[EXERCISE BRIEF]: Rewrite the part of the listing that opens with the line containing "[mask] beige carpet -> every instance" and closes with the line containing "552 425 L 518", replacing "beige" with "gray" and leaving everything else unchanged.

[LISTED ENTRIES]:
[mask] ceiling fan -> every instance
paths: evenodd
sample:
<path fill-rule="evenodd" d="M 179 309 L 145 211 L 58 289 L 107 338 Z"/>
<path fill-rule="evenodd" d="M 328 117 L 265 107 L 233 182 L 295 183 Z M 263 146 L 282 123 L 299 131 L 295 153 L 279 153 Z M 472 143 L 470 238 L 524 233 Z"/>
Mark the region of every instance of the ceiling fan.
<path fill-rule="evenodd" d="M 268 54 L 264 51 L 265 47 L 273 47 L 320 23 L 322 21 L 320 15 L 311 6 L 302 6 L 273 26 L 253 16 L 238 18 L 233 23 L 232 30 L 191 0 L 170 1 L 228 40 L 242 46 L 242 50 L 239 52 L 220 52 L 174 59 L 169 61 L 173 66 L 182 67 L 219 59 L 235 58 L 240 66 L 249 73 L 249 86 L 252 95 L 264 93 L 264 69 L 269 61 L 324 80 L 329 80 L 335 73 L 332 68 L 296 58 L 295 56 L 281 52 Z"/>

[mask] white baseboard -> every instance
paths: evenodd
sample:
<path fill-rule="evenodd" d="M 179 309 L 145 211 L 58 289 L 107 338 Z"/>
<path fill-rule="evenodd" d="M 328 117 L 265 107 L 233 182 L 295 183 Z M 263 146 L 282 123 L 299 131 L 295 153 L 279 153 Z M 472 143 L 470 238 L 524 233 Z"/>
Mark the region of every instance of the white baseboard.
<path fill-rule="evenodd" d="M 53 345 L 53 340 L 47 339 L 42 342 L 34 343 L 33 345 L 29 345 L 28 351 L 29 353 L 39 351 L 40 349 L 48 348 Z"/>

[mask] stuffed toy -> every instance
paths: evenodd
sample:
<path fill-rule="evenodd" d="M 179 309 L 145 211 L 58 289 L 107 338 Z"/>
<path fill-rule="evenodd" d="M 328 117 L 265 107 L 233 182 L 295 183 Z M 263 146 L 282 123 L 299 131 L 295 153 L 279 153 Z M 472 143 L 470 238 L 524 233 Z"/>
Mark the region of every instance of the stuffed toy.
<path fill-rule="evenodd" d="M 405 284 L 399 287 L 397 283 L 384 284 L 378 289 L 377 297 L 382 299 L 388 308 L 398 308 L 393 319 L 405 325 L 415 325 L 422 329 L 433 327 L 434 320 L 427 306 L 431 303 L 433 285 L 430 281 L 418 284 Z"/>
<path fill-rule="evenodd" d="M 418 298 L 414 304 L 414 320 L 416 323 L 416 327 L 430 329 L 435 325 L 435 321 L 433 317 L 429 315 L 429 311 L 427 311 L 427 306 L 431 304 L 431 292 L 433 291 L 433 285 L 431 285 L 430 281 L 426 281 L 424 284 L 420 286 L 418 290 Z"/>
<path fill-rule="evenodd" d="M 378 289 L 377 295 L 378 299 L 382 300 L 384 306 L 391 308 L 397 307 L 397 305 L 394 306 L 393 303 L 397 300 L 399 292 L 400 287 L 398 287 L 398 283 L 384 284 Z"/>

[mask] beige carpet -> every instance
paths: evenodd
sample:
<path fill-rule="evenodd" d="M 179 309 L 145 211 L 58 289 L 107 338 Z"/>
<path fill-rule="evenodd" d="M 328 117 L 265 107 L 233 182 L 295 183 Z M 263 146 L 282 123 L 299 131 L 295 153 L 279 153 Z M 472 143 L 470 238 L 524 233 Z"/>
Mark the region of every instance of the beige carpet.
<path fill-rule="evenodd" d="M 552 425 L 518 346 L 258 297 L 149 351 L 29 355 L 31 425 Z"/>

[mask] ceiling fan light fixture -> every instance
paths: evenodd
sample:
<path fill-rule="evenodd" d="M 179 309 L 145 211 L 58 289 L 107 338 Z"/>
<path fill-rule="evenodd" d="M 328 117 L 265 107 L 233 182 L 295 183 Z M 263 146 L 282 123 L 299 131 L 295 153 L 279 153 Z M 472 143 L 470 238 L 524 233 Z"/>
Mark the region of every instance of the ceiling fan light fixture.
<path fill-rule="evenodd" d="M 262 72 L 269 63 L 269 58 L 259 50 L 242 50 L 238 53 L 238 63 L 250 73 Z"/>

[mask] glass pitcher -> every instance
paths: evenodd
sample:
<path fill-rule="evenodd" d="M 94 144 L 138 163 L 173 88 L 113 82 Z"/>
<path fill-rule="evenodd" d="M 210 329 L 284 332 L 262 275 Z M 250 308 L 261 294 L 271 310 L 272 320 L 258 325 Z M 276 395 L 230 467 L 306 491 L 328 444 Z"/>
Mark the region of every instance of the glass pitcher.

[RESULT]:
[mask] gray carpet -> every instance
paths: evenodd
sample:
<path fill-rule="evenodd" d="M 179 309 L 145 211 L 58 289 L 107 338 Z"/>
<path fill-rule="evenodd" d="M 328 117 L 265 107 L 233 182 L 295 183 Z M 263 146 L 282 123 L 299 131 L 295 153 L 279 153 Z M 472 143 L 470 238 L 524 233 Z"/>
Mark the region of every instance of the gray carpet.
<path fill-rule="evenodd" d="M 552 425 L 518 346 L 258 297 L 149 351 L 29 355 L 31 425 Z"/>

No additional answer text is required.